── Text to read
Another interest of Peukert were the youth movements like the Swing Kids and the Edelweiss Pirates that clashed with the Nazi regime. The American historian Peter Baldwin criticized Peukert for treating the Swing Kids and Edelweiss Pirates sent to concentration camps as morally just as much as victims of the National Socialist regime as the Jews exterminated in the death camps. Baldwin took Peukert to task for his 1987 statement: "As long as the Nazis needed armament workers and future soldiers, they could not exterminate German youth as they exterminated the Poles and Jews". Baldwin called this statement "a wholly fanciful suggestion" that the Nazi leaders were planning to exterminate the young people of Germany, going on to comment that the reader should "note also the order of priority among the actual victims". Baldwin wrote that "This is Reagan's Bitburg fallacy of the SS as victims, this time committed from the Left". In 1985, the U.S. president Ronald Reagan had taken part in a memorial ceremony at a cemetery in Bitburg whose graves were those of soldiers killed in the Wehrmacht and Waffen-SS. When criticized for honoring the sacrifice of SS men, Reagan had stated those Germans killed fighting in the SS were just as much victims of Hitler as the Jews exterminated in the death camps, and that therefore placing a memorial wreath honoring the memory of the SS men buried at the Bitburg cemetery was no different from placing a memorial wreath at Auschwitz. Reagan's statement that the SS and the Jews exterminated by the SS were all equally victims of Hitler is known to historians as the Bitburg fallacy.

In his 1987 book Spuren des Widerstands Die Bergarbeiterbewegung im Dritten Reich und im Exil (Traces of Resistance The Miners' Movement in the Third Reich and In Exile), Peukert began with the question "How does one write a history of continual failure?", which he answered with "To write a history of the resistance from the "loser's" viewpoint means trying to understand why, in spite of everything, they did not give up". Peukert argued even through the Social Democratic and Communist miners failed utterly in their attempts to overthrow the Nazi dictatorship, their willingness to take a stand, no matter how hopeless, and to suffer for their beliefs in the concentration camps meant that they should not be dismissed by historians as "losers". In the late 1980s, Peukert had been working on a project for a comprehensive alltagsgeschichte in Nazi Germany in northern Germany that was intended to be the counterpart to the "Bavaria project" led by Martin Broszat that sought to produce a comprehensive alltagsgeschichte in Nazi Germany in Bavaria.

==Problems of modernity==
In his 1982 book Volksgenossen und Gemeinschaftsfremde (National Comrades and Community Aliens), Peukert argued that the Nazi regime's:"racism offered a model for a new order in society...It rested on the racially legitimated removal of all elements that deviated from the norm, refractory youth, idlers, the asocial, prostitutes, homosexuals, people who were incompetent or failures at work, the disabled. National Socialist eugenics...laid down criteria of assessment that were applicable to the population at whole".
────
── Information supplied
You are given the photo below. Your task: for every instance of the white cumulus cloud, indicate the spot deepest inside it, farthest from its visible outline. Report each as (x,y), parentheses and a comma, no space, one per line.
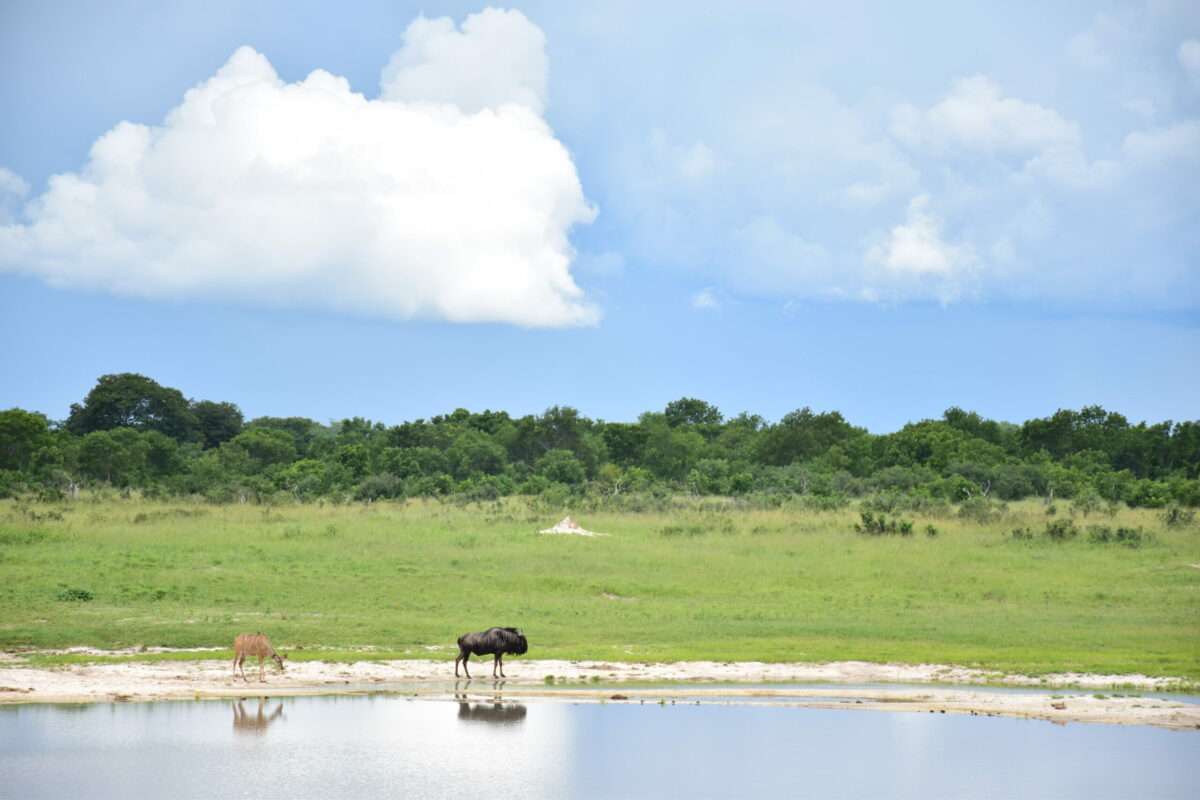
(973,118)
(1189,58)
(498,56)
(918,262)
(447,198)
────
→ **Tasks**:
1/ In the text on Peukert, what did Baldwin call Peukert's 1987 statement?
2/ For each statement below, say yes or no according to the text on Peukert, and quote the words that decide it. (a) Peukert's book on the miners' movement appeared in 1982. (b) The Bitburg cemetery held the graves of soldiers killed in the Wehrmacht and Waffen-SS. (c) Martin Broszat led the "Bavaria project".
Answer using only the text on Peukert.

→ **The results**:
1/ "a wholly fanciful suggestion"

2/
(a) No: "In his 1987 book Spuren des Widerstands"
(b) Yes: "whose graves were those of soldiers killed in the Wehrmacht and Waffen-SS"
(c) Yes: "the "Bavaria project" led by Martin Broszat"